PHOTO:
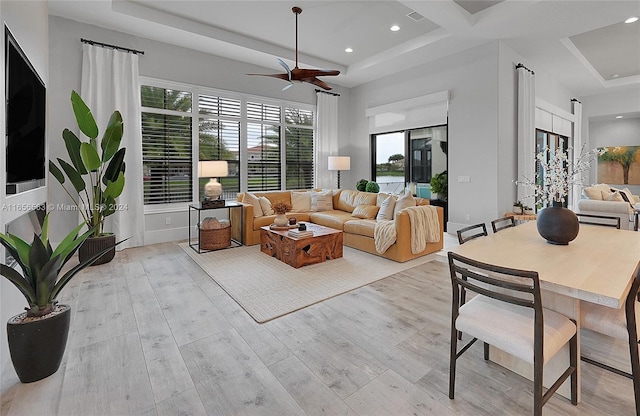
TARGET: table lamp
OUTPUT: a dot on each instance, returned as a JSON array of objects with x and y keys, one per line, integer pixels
[
  {"x": 213, "y": 169},
  {"x": 339, "y": 163}
]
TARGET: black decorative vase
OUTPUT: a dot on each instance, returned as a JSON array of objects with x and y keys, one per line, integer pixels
[
  {"x": 93, "y": 245},
  {"x": 558, "y": 225},
  {"x": 37, "y": 346}
]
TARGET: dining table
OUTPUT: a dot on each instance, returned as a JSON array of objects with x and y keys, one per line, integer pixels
[{"x": 597, "y": 266}]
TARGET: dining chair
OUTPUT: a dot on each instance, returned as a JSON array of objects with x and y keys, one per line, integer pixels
[
  {"x": 620, "y": 324},
  {"x": 502, "y": 223},
  {"x": 464, "y": 235},
  {"x": 507, "y": 313},
  {"x": 604, "y": 220},
  {"x": 471, "y": 232}
]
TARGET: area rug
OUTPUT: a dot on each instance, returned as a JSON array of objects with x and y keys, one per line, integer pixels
[{"x": 267, "y": 288}]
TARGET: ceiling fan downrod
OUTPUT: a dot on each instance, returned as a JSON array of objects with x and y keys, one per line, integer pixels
[{"x": 296, "y": 10}]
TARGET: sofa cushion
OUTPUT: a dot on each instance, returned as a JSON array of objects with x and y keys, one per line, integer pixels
[
  {"x": 265, "y": 204},
  {"x": 253, "y": 200},
  {"x": 403, "y": 202},
  {"x": 386, "y": 208},
  {"x": 365, "y": 211},
  {"x": 322, "y": 201},
  {"x": 360, "y": 227},
  {"x": 300, "y": 201},
  {"x": 350, "y": 199},
  {"x": 595, "y": 191},
  {"x": 334, "y": 219}
]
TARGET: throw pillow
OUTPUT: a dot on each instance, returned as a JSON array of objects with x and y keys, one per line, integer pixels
[
  {"x": 386, "y": 209},
  {"x": 365, "y": 211},
  {"x": 322, "y": 201},
  {"x": 403, "y": 202},
  {"x": 265, "y": 204},
  {"x": 300, "y": 201},
  {"x": 253, "y": 200}
]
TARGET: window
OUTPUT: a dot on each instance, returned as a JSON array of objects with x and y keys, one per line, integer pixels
[
  {"x": 268, "y": 144},
  {"x": 166, "y": 145},
  {"x": 219, "y": 139},
  {"x": 263, "y": 147},
  {"x": 299, "y": 148}
]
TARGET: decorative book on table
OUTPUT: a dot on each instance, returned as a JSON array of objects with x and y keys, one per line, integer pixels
[{"x": 298, "y": 233}]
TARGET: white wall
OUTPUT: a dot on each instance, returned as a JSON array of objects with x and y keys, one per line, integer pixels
[
  {"x": 161, "y": 61},
  {"x": 28, "y": 22},
  {"x": 624, "y": 131}
]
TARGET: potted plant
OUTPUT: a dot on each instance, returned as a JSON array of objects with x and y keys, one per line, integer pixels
[
  {"x": 281, "y": 208},
  {"x": 37, "y": 338},
  {"x": 96, "y": 173},
  {"x": 439, "y": 186}
]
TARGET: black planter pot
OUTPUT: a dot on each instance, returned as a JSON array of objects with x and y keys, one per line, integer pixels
[
  {"x": 37, "y": 347},
  {"x": 94, "y": 245},
  {"x": 558, "y": 225}
]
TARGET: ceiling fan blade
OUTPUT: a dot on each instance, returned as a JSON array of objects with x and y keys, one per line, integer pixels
[
  {"x": 299, "y": 73},
  {"x": 285, "y": 66},
  {"x": 281, "y": 76},
  {"x": 317, "y": 82}
]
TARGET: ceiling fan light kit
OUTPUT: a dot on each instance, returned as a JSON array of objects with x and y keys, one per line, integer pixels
[{"x": 298, "y": 74}]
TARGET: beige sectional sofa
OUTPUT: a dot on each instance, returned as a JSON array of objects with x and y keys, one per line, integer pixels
[
  {"x": 602, "y": 199},
  {"x": 353, "y": 212}
]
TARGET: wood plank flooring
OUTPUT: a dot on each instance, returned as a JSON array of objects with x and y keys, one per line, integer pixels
[{"x": 152, "y": 334}]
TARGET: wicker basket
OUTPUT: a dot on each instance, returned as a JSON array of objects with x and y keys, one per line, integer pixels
[{"x": 215, "y": 239}]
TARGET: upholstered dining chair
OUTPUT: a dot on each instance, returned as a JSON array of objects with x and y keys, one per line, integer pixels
[
  {"x": 473, "y": 231},
  {"x": 620, "y": 324},
  {"x": 507, "y": 313},
  {"x": 502, "y": 223},
  {"x": 604, "y": 220},
  {"x": 464, "y": 235}
]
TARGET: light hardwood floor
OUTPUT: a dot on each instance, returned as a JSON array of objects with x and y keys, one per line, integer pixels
[{"x": 152, "y": 334}]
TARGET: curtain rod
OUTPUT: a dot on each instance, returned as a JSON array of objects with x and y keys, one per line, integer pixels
[
  {"x": 522, "y": 66},
  {"x": 106, "y": 45},
  {"x": 327, "y": 92}
]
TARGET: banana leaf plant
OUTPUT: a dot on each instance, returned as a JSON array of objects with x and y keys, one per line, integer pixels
[
  {"x": 96, "y": 171},
  {"x": 41, "y": 280}
]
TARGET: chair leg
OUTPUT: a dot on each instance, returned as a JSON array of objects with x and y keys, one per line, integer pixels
[
  {"x": 573, "y": 362},
  {"x": 635, "y": 371},
  {"x": 452, "y": 359},
  {"x": 537, "y": 388}
]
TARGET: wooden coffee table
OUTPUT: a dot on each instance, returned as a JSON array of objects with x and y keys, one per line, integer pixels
[{"x": 325, "y": 244}]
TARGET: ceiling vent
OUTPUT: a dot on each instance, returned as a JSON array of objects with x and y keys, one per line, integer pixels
[{"x": 415, "y": 16}]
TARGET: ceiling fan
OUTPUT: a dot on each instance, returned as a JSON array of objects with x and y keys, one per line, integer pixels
[{"x": 301, "y": 75}]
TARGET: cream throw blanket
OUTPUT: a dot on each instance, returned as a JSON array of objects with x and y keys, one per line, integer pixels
[{"x": 425, "y": 228}]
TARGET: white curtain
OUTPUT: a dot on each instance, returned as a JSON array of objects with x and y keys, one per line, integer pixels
[
  {"x": 577, "y": 149},
  {"x": 110, "y": 82},
  {"x": 526, "y": 133},
  {"x": 326, "y": 138}
]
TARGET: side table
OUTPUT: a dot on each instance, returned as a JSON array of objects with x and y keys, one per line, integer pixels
[{"x": 198, "y": 208}]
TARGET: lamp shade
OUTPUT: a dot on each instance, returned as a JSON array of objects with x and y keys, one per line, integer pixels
[
  {"x": 213, "y": 169},
  {"x": 339, "y": 163}
]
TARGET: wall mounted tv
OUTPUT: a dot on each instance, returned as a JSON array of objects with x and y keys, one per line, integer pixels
[{"x": 25, "y": 120}]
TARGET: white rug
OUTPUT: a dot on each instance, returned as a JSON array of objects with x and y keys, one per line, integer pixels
[{"x": 267, "y": 288}]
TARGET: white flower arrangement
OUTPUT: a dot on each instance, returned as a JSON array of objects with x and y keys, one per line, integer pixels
[{"x": 556, "y": 174}]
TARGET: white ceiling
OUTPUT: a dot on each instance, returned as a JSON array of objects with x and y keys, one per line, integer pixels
[{"x": 582, "y": 44}]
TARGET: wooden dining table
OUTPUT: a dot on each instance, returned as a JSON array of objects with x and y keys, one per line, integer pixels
[{"x": 596, "y": 267}]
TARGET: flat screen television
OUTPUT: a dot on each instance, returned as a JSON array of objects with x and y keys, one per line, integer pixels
[{"x": 25, "y": 120}]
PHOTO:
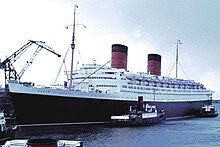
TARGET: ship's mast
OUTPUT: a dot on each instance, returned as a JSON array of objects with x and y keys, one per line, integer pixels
[
  {"x": 177, "y": 56},
  {"x": 73, "y": 47}
]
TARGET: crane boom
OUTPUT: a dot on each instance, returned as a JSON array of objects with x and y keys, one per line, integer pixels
[{"x": 7, "y": 64}]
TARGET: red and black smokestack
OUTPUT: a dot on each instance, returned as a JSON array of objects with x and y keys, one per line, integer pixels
[
  {"x": 119, "y": 56},
  {"x": 154, "y": 64}
]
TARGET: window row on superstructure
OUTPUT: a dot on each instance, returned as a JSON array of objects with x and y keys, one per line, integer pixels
[
  {"x": 95, "y": 78},
  {"x": 145, "y": 88}
]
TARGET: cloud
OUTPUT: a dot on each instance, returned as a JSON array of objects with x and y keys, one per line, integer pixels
[{"x": 211, "y": 81}]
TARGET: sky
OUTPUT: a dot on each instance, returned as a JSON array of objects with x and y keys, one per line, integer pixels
[{"x": 145, "y": 26}]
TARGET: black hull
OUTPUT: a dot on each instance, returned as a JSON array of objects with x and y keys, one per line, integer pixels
[{"x": 38, "y": 109}]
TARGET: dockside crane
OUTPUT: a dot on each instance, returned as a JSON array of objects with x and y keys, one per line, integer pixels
[{"x": 7, "y": 64}]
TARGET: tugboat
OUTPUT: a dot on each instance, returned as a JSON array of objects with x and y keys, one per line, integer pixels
[
  {"x": 208, "y": 111},
  {"x": 7, "y": 132},
  {"x": 139, "y": 115}
]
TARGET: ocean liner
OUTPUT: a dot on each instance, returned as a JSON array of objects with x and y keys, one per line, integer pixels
[
  {"x": 99, "y": 92},
  {"x": 96, "y": 92}
]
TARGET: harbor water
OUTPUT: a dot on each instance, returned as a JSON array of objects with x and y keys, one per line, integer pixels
[{"x": 193, "y": 132}]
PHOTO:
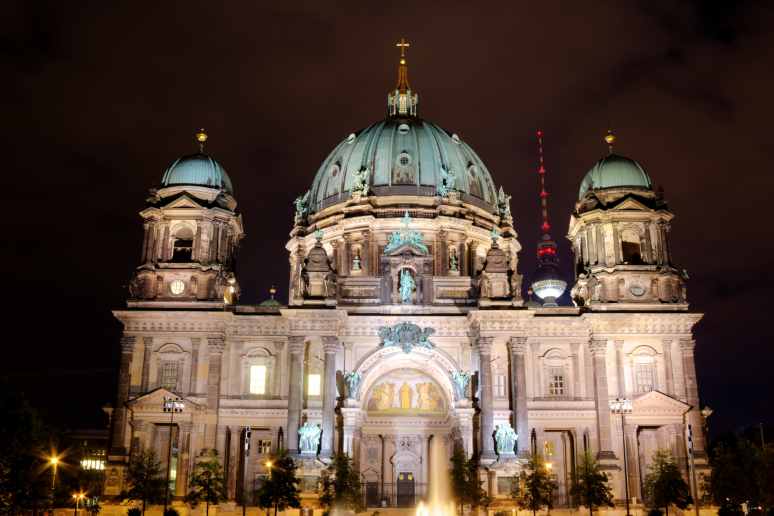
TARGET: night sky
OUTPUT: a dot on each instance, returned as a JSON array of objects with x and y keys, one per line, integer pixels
[{"x": 97, "y": 98}]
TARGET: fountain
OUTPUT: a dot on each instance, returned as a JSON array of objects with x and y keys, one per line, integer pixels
[{"x": 439, "y": 501}]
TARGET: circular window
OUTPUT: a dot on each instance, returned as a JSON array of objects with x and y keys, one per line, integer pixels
[{"x": 177, "y": 287}]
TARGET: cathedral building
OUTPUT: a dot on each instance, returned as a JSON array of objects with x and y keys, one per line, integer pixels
[{"x": 405, "y": 324}]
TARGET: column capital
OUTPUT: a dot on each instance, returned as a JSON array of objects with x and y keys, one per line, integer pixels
[
  {"x": 687, "y": 344},
  {"x": 331, "y": 344},
  {"x": 517, "y": 345},
  {"x": 216, "y": 345},
  {"x": 598, "y": 346},
  {"x": 127, "y": 343},
  {"x": 484, "y": 345},
  {"x": 296, "y": 344}
]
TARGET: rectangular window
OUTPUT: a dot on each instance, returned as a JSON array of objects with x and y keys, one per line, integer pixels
[
  {"x": 168, "y": 375},
  {"x": 644, "y": 377},
  {"x": 556, "y": 381},
  {"x": 500, "y": 389},
  {"x": 263, "y": 447},
  {"x": 313, "y": 385},
  {"x": 257, "y": 379}
]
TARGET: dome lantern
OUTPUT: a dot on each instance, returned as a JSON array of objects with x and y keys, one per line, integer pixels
[{"x": 402, "y": 102}]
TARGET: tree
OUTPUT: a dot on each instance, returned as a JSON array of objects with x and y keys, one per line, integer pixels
[
  {"x": 664, "y": 485},
  {"x": 590, "y": 486},
  {"x": 466, "y": 484},
  {"x": 144, "y": 478},
  {"x": 25, "y": 482},
  {"x": 280, "y": 490},
  {"x": 538, "y": 487},
  {"x": 341, "y": 486},
  {"x": 207, "y": 482}
]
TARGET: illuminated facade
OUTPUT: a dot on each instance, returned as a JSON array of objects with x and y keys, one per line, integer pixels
[{"x": 405, "y": 323}]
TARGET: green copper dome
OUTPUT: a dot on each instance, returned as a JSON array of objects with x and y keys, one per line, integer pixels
[
  {"x": 403, "y": 156},
  {"x": 197, "y": 170},
  {"x": 614, "y": 171}
]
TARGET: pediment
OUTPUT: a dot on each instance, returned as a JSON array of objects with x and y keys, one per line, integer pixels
[
  {"x": 183, "y": 201},
  {"x": 153, "y": 401},
  {"x": 406, "y": 248},
  {"x": 656, "y": 402},
  {"x": 630, "y": 204}
]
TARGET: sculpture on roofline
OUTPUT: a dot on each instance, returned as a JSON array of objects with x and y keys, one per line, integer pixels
[
  {"x": 360, "y": 182},
  {"x": 352, "y": 381},
  {"x": 309, "y": 438},
  {"x": 302, "y": 207},
  {"x": 460, "y": 380},
  {"x": 505, "y": 438}
]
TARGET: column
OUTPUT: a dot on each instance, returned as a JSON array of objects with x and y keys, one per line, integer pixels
[
  {"x": 670, "y": 373},
  {"x": 234, "y": 450},
  {"x": 117, "y": 445},
  {"x": 694, "y": 417},
  {"x": 485, "y": 396},
  {"x": 619, "y": 359},
  {"x": 296, "y": 346},
  {"x": 517, "y": 346},
  {"x": 147, "y": 351},
  {"x": 183, "y": 458},
  {"x": 331, "y": 346},
  {"x": 215, "y": 346},
  {"x": 576, "y": 376},
  {"x": 602, "y": 399}
]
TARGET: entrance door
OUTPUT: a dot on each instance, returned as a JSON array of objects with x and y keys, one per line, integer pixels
[{"x": 405, "y": 496}]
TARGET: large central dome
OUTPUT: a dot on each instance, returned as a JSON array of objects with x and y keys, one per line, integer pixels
[{"x": 403, "y": 156}]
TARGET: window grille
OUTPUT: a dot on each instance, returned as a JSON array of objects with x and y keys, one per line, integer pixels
[
  {"x": 556, "y": 381},
  {"x": 169, "y": 371}
]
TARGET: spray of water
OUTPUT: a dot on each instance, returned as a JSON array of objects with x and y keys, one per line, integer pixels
[{"x": 440, "y": 501}]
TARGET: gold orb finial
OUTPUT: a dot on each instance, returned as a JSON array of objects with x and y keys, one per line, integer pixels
[{"x": 610, "y": 140}]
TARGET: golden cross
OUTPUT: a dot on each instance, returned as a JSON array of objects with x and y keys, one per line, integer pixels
[{"x": 403, "y": 45}]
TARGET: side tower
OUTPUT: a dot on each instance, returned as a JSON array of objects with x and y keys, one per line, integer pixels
[
  {"x": 619, "y": 232},
  {"x": 192, "y": 232}
]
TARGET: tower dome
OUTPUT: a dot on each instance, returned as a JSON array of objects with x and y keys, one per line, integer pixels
[
  {"x": 197, "y": 170},
  {"x": 402, "y": 155},
  {"x": 615, "y": 171}
]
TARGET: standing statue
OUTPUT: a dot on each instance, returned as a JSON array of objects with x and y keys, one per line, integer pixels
[
  {"x": 309, "y": 438},
  {"x": 352, "y": 381},
  {"x": 505, "y": 438},
  {"x": 302, "y": 207},
  {"x": 453, "y": 261},
  {"x": 460, "y": 380},
  {"x": 447, "y": 182},
  {"x": 360, "y": 182},
  {"x": 407, "y": 286}
]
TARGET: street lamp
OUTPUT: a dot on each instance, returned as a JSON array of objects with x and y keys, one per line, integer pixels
[
  {"x": 173, "y": 405},
  {"x": 623, "y": 406},
  {"x": 78, "y": 497}
]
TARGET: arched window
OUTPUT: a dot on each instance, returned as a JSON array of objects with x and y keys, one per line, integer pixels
[
  {"x": 644, "y": 369},
  {"x": 182, "y": 247},
  {"x": 630, "y": 247}
]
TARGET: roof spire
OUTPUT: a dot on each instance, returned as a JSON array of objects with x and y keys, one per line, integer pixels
[
  {"x": 201, "y": 138},
  {"x": 546, "y": 246},
  {"x": 402, "y": 101},
  {"x": 403, "y": 85},
  {"x": 610, "y": 140}
]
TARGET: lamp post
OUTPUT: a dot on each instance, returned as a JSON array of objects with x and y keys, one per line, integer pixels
[
  {"x": 623, "y": 406},
  {"x": 78, "y": 497},
  {"x": 173, "y": 405}
]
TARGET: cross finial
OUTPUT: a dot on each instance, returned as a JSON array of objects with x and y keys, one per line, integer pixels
[{"x": 403, "y": 45}]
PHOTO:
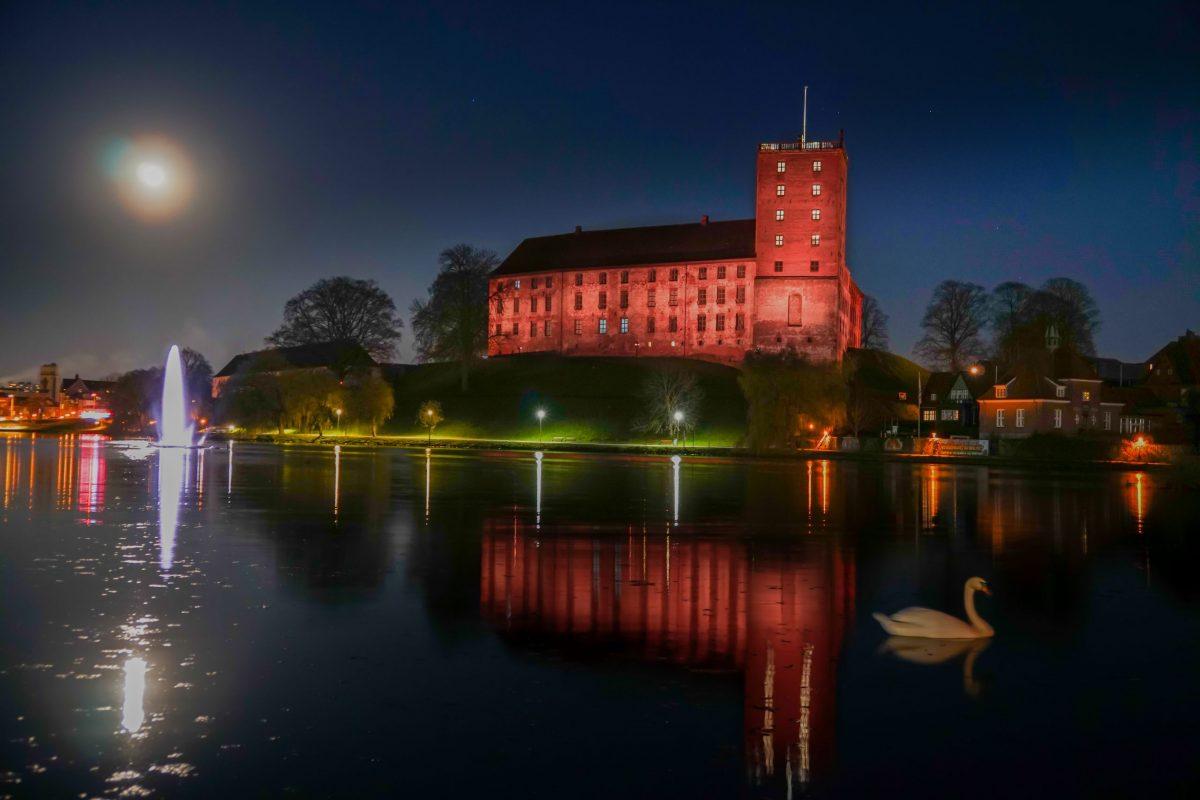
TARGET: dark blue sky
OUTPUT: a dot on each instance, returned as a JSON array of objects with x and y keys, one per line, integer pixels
[{"x": 985, "y": 144}]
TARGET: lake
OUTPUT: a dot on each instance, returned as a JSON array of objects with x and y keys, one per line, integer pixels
[{"x": 292, "y": 621}]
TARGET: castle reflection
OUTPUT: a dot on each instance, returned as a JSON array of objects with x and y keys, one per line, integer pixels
[{"x": 778, "y": 615}]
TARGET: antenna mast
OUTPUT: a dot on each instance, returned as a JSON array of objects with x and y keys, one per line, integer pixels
[{"x": 804, "y": 130}]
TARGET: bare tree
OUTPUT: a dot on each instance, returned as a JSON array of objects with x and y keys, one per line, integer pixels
[
  {"x": 341, "y": 310},
  {"x": 953, "y": 320},
  {"x": 875, "y": 325},
  {"x": 451, "y": 325}
]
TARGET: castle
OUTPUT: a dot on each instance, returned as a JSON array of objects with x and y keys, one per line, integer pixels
[{"x": 711, "y": 289}]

### EXERCISE BRIEF:
Your answer should be a single number: the count of lines in the material above that contain "wooden".

### FINAL ANSWER:
2